Directions:
Across the records that follow, count each line holding "innermost", and write only the total.

Given records:
====================
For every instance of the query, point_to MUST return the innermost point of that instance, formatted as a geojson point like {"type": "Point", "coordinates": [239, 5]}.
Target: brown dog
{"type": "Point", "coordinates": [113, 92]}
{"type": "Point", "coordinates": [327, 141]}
====================
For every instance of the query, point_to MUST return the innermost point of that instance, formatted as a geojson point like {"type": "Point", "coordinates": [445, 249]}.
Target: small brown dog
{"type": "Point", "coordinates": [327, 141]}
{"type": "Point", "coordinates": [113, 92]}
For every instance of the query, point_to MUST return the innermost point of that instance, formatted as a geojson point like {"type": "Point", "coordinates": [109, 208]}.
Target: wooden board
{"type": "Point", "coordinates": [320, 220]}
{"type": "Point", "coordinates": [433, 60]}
====================
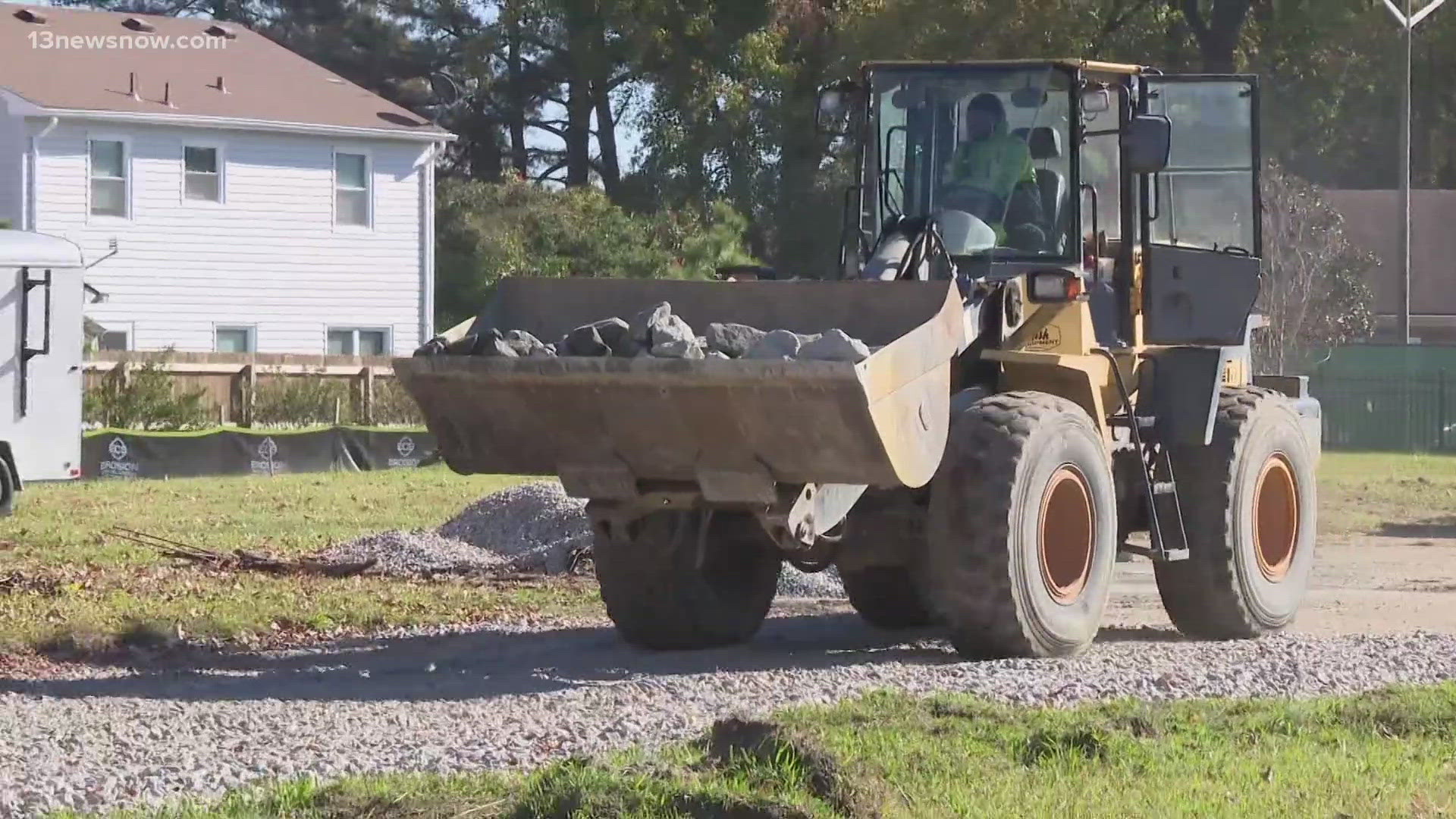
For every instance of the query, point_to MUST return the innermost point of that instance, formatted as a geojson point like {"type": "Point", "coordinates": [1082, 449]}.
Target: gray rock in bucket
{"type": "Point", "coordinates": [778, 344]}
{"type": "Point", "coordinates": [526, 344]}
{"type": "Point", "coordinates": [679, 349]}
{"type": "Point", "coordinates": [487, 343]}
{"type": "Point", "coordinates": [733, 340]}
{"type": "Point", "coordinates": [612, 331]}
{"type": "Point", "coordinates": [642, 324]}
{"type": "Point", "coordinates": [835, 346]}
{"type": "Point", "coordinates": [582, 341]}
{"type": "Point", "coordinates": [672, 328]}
====================
Task output:
4